◆ **Trecho original**:
****************************************

A visada instantânea do coletivo anônimo na obra de Raymundo de Colares define a sua poética urbana. Rápidos planos, entrecortados obliquamente, pulverizam o tempo, e celebram o imediato. Antonio Manuel impressiona-se, principalmente, com as telas em grande escala do jovem Raymundo Colares. Um fator decisivo para a correspondência entre as duas poéticas reside na compreensão da nova ordem mundial, premente e agigantada. A percepção de Colares, em certo sentido Pop, traz para a arte brasileira a fusão entre um mundo já em escala de massa e a preocupação construtiva. A medida ampliada relaciona-se diretamente com o impacto da imagem sobre a horda indistinta que transita pelas ruas: "O tamanho do quadro tem significado claro. É o cartaz de rua, todo mundo vê, percebe logo. O consumo é igualmente rápido. À maneira dos 'out-doors' elimino os detalhes superficiais e busco a força visual (...) Tudo é problema de escala" (1). O outro aspecto intrigante da sua pintura é a condensação espacial mediante cortes e visadas em diagonal. O construtivismo obviamente presente, cara herança brasileira, conforma-se aí ao mundo da velocidade moderna, utilizando-se para tanto a estrutura do gibi. O simbolismo esquemático dos quadrinhos confere um toque irônico à plástica de Colares, que nos atrai basicamente graças à sua dinâmica, movimentação e ao chamariz comunicativo de seus cortes e angulações.
Antonio Manuel, Flans, 1968-1975.
Jornais, 1966-1968.

****************************************

◆ **Itens**:

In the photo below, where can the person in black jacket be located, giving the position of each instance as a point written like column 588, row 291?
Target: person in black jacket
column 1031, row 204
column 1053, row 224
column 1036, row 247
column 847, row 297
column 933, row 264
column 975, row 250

****************************************

Retome o texto sobre a pintura de Raymundo Colares e Antonio Manuel logo depois da última linha.

◆ **Resposta**:
Enquanto Antonio Manuel olhava as bancas das calçadas, os jornais e revistas, Raymundo Colares olhava para o tráfego intenso, mais especificamente, para os ônibus municipais. O transporte de massa aproxima pontualmente a vida e a arte da mesma maneira que o objeto escolhido por Antonio Manuel: o flan do jornal. A compreensão do sistema de arte, baseada numa sintonia fina com as novas questões culturais, acentua a coincidência entre as duas poéticas. Não se trata da correta apreensão da realidade urbana, mais do que isto, trata-se de uma exaustiva e inteligente pesquisa sobre a sua forma historicamente inédita. Para Antonio Manuel, a questão parte da incerta síntese geométrica do espaço da cidade e suas vicissitudes; já, para Colares, a implicação espacial está associada à precisa radiografia da relação espaço e tempo - é necessário desconstruir para depois reconstruir.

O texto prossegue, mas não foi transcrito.